BEGIN Passage for review
Event Iterators

In general, iterators are never created directly by the user but provided by the respective data source through the get_event_iterator method. E.g. Stream provides a StreamIterator and RDTChannel provides an RDTIterator. Irrespective of what the underlying data source is, all iterators inherit from IteratorBaseClass and share its methods and properties which are documented below.

In particular, you can view the events in an iterator it by calling vai.Preview(it), add processing (functions that are applied to each event in an iterator before it is returned) through it.with_processing(vai.RemoveBaseline()) or it.with_processing([vai.RemoveBaseline(), lambda x: x**2]), etc., and request the iterator’s properties, e.g. it.t (the time array of the events), it.timestamps (timestamps of events in iterator), it.dt_us (microsecond timebase used to record the events in the iterator), …

As mentioned, iterators are usually obtained using the get_event_iterator method (e.g. dh.get_event_iterator('events')). One iterator that is useful to explicitly create yourself, however, is the cait.versatile.iterators.PulseSimIterator which can be used to simulate pulses given some SEV (or template parameters), pulse heights and shifts (see below).

Furthermore, the cait.versatile.iterators.StreamIterator has additional functionality (it.with_extended_window), which is why it is explicitly documented below.

class cait.versatile.iterators.iteratorbase.IteratorBaseClass(inds: List[int], batch_size: int = None, **kwargs)[source]

Baseclass for all iterators. Defines behavior shared among all event iterators.

__len__()[source]: Return the number of events in the iterator.

__add__(other)[source]

Add two iterators sequentially. E.g. given two iterators it1 and it2, the sum it1 + it2 returns an iterator that first iterates through it1, and then through it2, once it1 is consumed.

Example:

# Given two iterators 'it1' and 'it2', they can be sequentially combined into
# a single iterator by
combined_it = it1 + it2

__getitem__(val)[source]

Slice iterator as if it was laid out as a numpy.ndarray and return a new iterator. The first argument slices the channel, the second slices the list of events in the iterator.

Example:

# Starting from an iterator 'it' of multiple channels, you can
# - access only the first channel
it[0]

# - access the last 1000 events of the first channel
it[0, -1000:]

# - access every second event from all channels
it[:, ::2]

# ... etc.
END Passage for review
BEGIN Given material
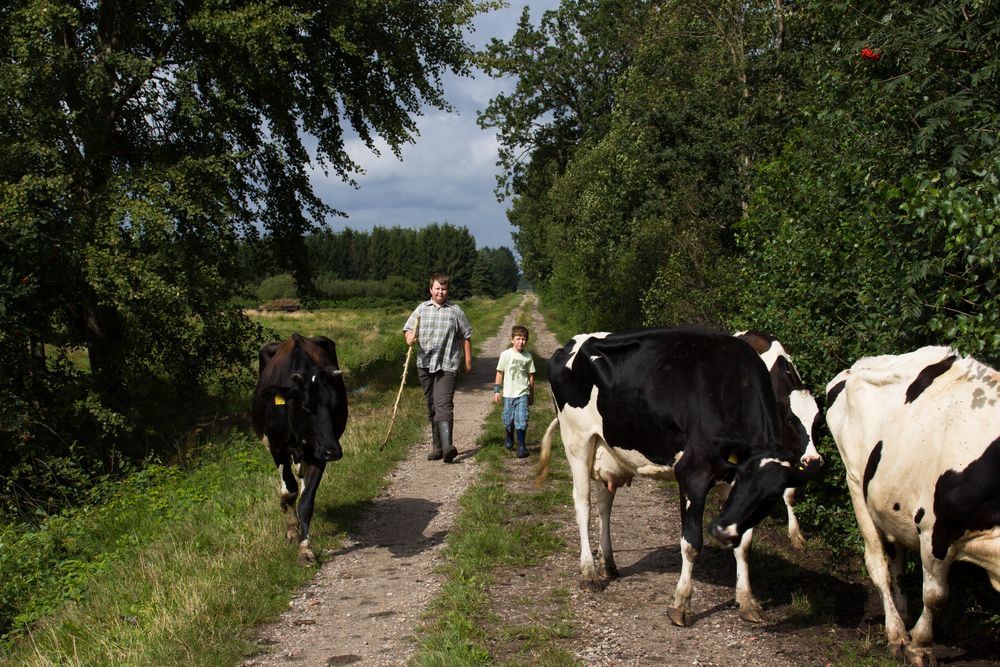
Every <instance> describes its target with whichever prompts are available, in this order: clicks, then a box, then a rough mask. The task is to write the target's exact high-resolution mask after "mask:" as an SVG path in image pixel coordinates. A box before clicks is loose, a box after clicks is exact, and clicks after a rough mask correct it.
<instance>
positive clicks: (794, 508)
mask: <svg viewBox="0 0 1000 667" xmlns="http://www.w3.org/2000/svg"><path fill="white" fill-rule="evenodd" d="M782 498H783V499H784V501H785V507H786V508H788V539H789V540H790V541H791V543H792V547H794V548H795V549H805V548H806V538H805V535H803V534H802V528H801V527H799V520H798V518H797V517H796V516H795V489H785V492H784V493H783V494H782Z"/></svg>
END Given material
(Instruction A) According to the event iterators documentation, which class do all iterators inherit from?
(Instruction B) Keep writing the event iterators documentation, picking up right after its last line.
The listing was taken from a separate source.

(Result A) IteratorBaseClass

(Result B)
add_processing(f: Callable | List[Callable])[source]

Add functions to be applied to each event before returning it. Batches are supported, i.e. if the iterator returns events in batches, the specified functions are applied to all events in a batch separately. However, the user is responsible for handling multiple channels correctly: Events are passed to the functions directly, even if it includes multiple channels.

Parameters:: f (Union[Callable, List[Callable]]) – Function(s) to be applied. Function signature: f(event: np.ndarray) -> np.ndarray

Example:

import cait.versatile as vai

def f1(event): return event + 1
def f2(event): return event*2

it = vai.MockData().get_event_iterator()
it.add_processing([f1, f2])

with_processing(f: Callable | List[Callable])[source]

Same as add_processing but it returns a new iterator instead of modifying the original one.

Parameters:: f (Union[Callable, List[Callable]]) – Function(s) to be applied. Function signature: f(event: np.ndarray) -> np.ndarray

Example:

import cait.versatile as vai

def f1(event): return event + 1
def f2(event): return event*2

it = vai.MockData().get_event_iterator()
new_it = it.with_processing([f1, f2])

pop_processing()[source]: Removes all processing functions from the iterator and returns them as a list.

with_batchsize(batch_size: int)[source]

Returns an identical iterator but with a different batch size.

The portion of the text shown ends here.